● Source document
<<<<

The Stub, InMemory, and OpenInMemory adapters support rollback semantics but do not provide full ACID transaction isolation:

  • Repo.Stub calls the function directly without any locking or state (rollback returns {:error, value} but has no state to restore).
  • Repo.InMemory and Repo.OpenInMemory use %DoubleDown.Contract.Dispatch.Defer{} to run the transaction function outside the NimbleOwnership lock — each sub-operation acquires the lock individually.

What works:

  • rollback/1 restores the Repo state to its pre-transaction snapshot. Inserts, updates, and deletes within the rolled-back transaction are undone.

What doesn't:

  • Concurrent writes within a transaction are not isolated from each other. Sub-operations are individually atomic but not grouped.
  • Other contracts' state modified during the transaction is not rolled back — only the Repo contract's state is restored.

This is acceptable for test-only adapters where transactions are typically exercised in serial, single-process tests. If you need true ACID isolation, use the Ecto adapter with a real database and Ecto's sandbox.

Combining with DoubleDown.Log

Double and Log complement each other — Double for controlling return values and counting calls, Log for asserting on what actually happened including computed results:

setup do
  DoubleDown.Repo
  |> DoubleDown.Double.fake(DoubleDown.Repo.InMemory)

>>>>

● Problem requirements
Could you repeat the stretch of the transaction-isolation text from "The Stub, InMemory, and" through "transaction are undone.", word for word?

● Information provided
<<<<

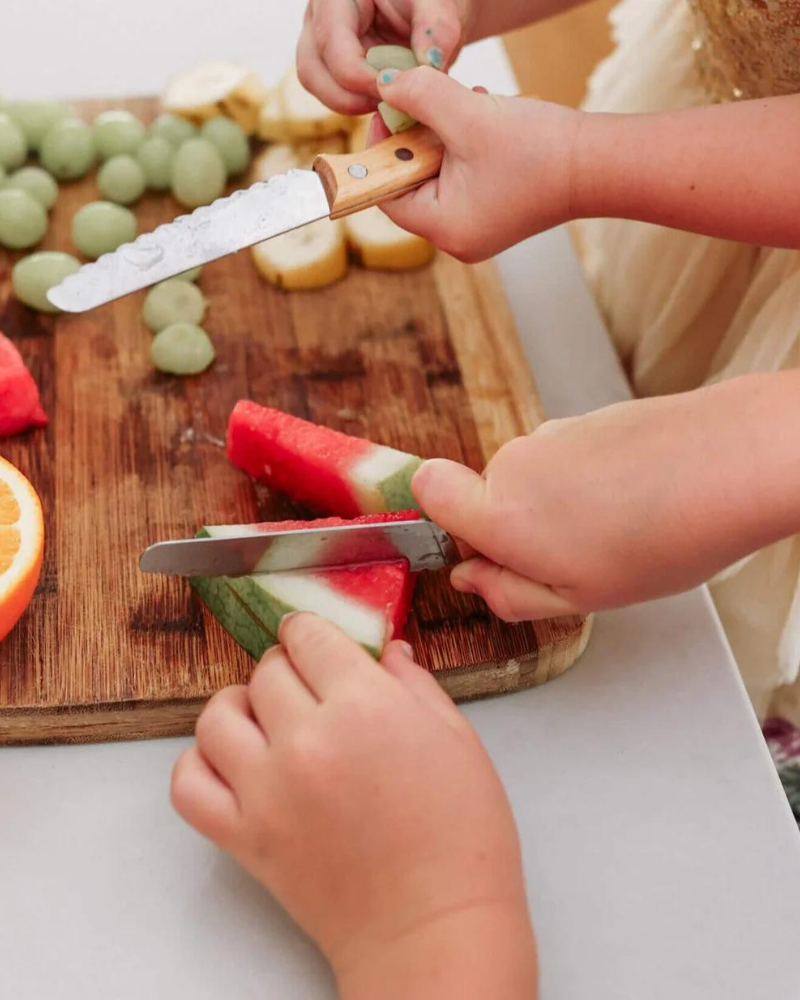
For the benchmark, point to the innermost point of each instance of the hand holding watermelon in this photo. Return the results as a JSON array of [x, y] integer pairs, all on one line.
[[363, 800]]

>>>>

● Problem solution
The Stub, InMemory, and OpenInMemory adapters support rollback semantics but do not provide full ACID transaction isolation:

  • Repo.Stub calls the function directly without any locking or state (rollback returns {:error, value} but has no state to restore).
  • Repo.InMemory and Repo.OpenInMemory use %DoubleDown.Contract.Dispatch.Defer{} to run the transaction function outside the NimbleOwnership lock — each sub-operation acquires the lock individually.

What works:

  • rollback/1 restores the Repo state to its pre-transaction snapshot. Inserts, updates, and deletes within the rolled-back transaction are undone.